→ **Supplied passage**

Federal legislation announced Monday could legalize marijuana oil that appears to ease symptoms of debilitating epilepsy – a move that could offer hope to families from across the nation who flocked to Colorado seeking help for their children.
Rep. Scott Perry, R-Pa., said he will introduce the Charlotte’s Web Medical Hemp Act of 2014 Monday evening. The bill is named for an oil produced from marijuana grown in Teller County that has garnered national attention for its ability to help a Black Forest girl and others.
If passed, the legislation would allow such oils to be shipped across state lines, Perry said – possibly allowing families who moved to Colorado to return home. States, however, must first approve of the oil in their state.
“This gets rid of the federal prohibition, and that allows the states to make their own determination,” Perry said. “But we’re thinking that as soon as that’s done, the states will be under some obvious pressure to take care of the citizens in their states, so they don’t have to move to Colorado to receive treatment.”
The bill would remove oil that has up to 0.3 percent tetrahydrocannabinol – also known as THC, the substance that gives marijuana users a high – from the federal drug schedule. Marijuana is currently listed as a schedule I substance, the nation’s highest classification for drugs. The THC amount cited in the bill is considered scant. Rather, it’s the marijuana strain’s high level of CBD, cannabidiol, that provides relief for such medical conditions as epilepsy.

(Excerpts from a dataset)
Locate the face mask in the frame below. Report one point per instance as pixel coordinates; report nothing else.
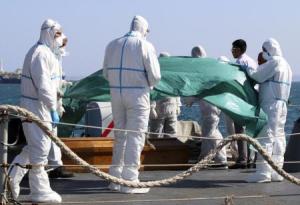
(58, 42)
(266, 55)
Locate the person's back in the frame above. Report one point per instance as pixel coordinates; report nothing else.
(131, 67)
(129, 72)
(282, 73)
(275, 78)
(246, 156)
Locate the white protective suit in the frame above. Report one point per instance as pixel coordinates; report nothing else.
(39, 95)
(275, 78)
(165, 119)
(210, 117)
(132, 69)
(163, 114)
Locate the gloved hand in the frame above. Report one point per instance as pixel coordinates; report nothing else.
(54, 117)
(153, 114)
(177, 110)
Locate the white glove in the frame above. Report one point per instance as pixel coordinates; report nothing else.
(153, 114)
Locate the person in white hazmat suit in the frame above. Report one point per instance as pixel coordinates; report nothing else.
(39, 95)
(55, 157)
(275, 77)
(132, 69)
(163, 114)
(210, 117)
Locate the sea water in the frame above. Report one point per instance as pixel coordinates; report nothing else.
(10, 94)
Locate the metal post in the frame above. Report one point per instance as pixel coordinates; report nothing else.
(3, 155)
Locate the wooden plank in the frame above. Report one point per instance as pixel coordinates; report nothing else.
(98, 151)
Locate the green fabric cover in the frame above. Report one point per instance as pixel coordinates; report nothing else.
(222, 84)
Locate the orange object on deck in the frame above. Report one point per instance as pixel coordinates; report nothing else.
(108, 129)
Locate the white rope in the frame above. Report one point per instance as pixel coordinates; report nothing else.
(29, 166)
(168, 181)
(138, 201)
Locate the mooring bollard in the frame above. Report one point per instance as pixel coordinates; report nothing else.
(3, 155)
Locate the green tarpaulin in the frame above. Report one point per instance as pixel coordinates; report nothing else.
(219, 83)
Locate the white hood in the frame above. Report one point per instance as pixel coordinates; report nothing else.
(48, 31)
(272, 47)
(202, 51)
(140, 25)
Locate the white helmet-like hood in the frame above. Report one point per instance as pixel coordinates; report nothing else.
(139, 24)
(48, 30)
(272, 48)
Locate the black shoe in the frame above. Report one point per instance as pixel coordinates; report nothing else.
(60, 173)
(238, 165)
(220, 166)
(251, 165)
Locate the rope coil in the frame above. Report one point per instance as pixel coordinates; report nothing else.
(167, 181)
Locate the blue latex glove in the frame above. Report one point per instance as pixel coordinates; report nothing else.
(55, 118)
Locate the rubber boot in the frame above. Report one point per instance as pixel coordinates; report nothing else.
(40, 187)
(263, 169)
(17, 173)
(278, 159)
(114, 187)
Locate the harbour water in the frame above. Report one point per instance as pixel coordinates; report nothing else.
(10, 94)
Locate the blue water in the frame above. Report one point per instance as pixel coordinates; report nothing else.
(10, 94)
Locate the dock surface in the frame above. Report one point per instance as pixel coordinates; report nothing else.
(207, 187)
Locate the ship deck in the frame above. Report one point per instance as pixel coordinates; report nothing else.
(205, 187)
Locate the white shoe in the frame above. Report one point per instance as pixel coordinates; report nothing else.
(15, 189)
(114, 187)
(276, 177)
(258, 178)
(51, 197)
(130, 190)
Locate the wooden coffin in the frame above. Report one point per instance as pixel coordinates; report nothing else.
(169, 153)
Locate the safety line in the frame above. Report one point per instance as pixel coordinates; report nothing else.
(166, 200)
(146, 132)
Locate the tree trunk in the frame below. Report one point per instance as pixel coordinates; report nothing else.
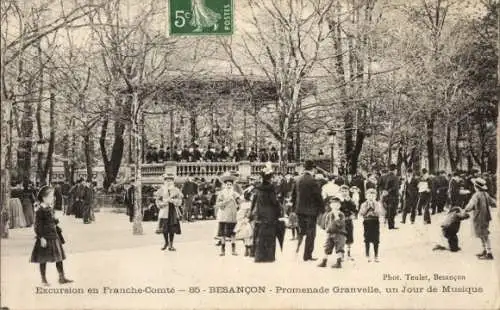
(298, 150)
(137, 123)
(73, 151)
(5, 164)
(451, 157)
(430, 143)
(470, 162)
(113, 165)
(25, 143)
(87, 151)
(48, 162)
(104, 153)
(192, 122)
(66, 163)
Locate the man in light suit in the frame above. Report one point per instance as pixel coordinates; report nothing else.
(307, 204)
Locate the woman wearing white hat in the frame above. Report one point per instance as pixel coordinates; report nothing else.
(169, 199)
(265, 213)
(480, 203)
(227, 206)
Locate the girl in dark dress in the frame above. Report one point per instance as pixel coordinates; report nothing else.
(169, 199)
(27, 200)
(265, 211)
(48, 245)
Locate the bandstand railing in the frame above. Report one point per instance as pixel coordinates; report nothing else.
(151, 173)
(205, 169)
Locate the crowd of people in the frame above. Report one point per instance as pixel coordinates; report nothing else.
(212, 153)
(259, 210)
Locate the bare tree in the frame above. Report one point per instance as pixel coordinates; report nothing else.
(284, 42)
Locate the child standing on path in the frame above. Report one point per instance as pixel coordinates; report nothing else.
(48, 245)
(335, 227)
(371, 210)
(480, 203)
(450, 228)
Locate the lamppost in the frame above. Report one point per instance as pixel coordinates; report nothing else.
(40, 146)
(333, 139)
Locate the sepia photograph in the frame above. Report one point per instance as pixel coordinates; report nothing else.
(249, 154)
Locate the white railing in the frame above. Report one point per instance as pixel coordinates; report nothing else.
(151, 173)
(205, 169)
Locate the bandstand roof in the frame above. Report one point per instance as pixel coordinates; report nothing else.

→ **Problem description**
Continue the news article about the Charlotte's Web Medical Hemp Act, starting after its last sentence.

→ **Answer to this problem**
Many families say they have noticed dramatic improvements in the number and severity of seizures in their children after using the oil. Still, research in the United States remains virtually nonexistent on the oil, largely due to its federal classification.
Perry acknowledged that lack of research, but said the anecdotal evidence is too much to ignore.
“It seems to me that at the end of the day, if you can’t prove that it does something wrong, then why can’t people avail themselves to it,” said Perry, of the oil. “And so far, there is no proof that it does anything detrimental.”
The bill is co-sponsored by a Democrat from Tennessee and two Republicans, one from Georgia and another from California.